**Work instructions**:
The response must reproduce every record in full.

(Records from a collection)
>>>>

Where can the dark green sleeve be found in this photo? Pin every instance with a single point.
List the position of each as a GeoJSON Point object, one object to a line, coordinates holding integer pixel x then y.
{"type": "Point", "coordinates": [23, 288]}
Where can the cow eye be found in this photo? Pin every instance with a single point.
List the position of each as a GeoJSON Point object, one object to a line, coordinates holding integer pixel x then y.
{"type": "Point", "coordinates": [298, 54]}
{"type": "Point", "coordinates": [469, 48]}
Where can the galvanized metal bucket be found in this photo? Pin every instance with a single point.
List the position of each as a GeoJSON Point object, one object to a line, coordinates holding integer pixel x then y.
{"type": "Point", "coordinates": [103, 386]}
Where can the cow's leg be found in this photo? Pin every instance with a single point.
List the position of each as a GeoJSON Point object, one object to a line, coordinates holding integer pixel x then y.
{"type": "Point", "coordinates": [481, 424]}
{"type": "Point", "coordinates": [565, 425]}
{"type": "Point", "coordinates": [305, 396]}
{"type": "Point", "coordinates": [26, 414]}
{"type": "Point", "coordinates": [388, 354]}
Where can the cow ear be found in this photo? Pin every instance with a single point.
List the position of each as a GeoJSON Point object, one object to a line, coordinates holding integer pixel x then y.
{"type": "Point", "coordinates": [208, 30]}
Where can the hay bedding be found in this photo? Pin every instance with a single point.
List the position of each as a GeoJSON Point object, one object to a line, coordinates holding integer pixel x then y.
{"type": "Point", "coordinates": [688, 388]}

<<<<

**Answer section**:
Where can the dark green sleeve be found in this photo? Pin every instance with a single point.
List the position of each as a GeoJSON Point object, one object to a line, coordinates holding integer pixel x then y.
{"type": "Point", "coordinates": [23, 288]}
Where can the cow eye be found in this photo? Pin every instance with a single point.
List the position of each as a GeoJSON Point object, one object to a line, coordinates holding integer pixel x then y.
{"type": "Point", "coordinates": [298, 54]}
{"type": "Point", "coordinates": [469, 48]}
Where can the galvanized metal bucket be found in this photo? Pin every instance with a single point.
List the position of each as a GeoJSON Point object, one object to a line, coordinates holding integer pixel x then y.
{"type": "Point", "coordinates": [103, 386]}
Where can the cow's leg be found in this photo? Pin every instance with a single point.
List the position of each as a GeoJSON Point object, one object to a line, coordinates holding integer pixel x then y.
{"type": "Point", "coordinates": [481, 424]}
{"type": "Point", "coordinates": [565, 425]}
{"type": "Point", "coordinates": [305, 396]}
{"type": "Point", "coordinates": [26, 414]}
{"type": "Point", "coordinates": [388, 354]}
Where can the cow ear be found in this photo? Pin every instance with a single point.
List the position of each as a GeoJSON Point object, one object to a line, coordinates holding integer pixel x then y.
{"type": "Point", "coordinates": [208, 30]}
Where can the hay bedding be found in this photo? Pin every instance with a single point.
List the position of each as a GeoJSON Point object, one object to a line, coordinates holding integer pixel x then y.
{"type": "Point", "coordinates": [688, 388]}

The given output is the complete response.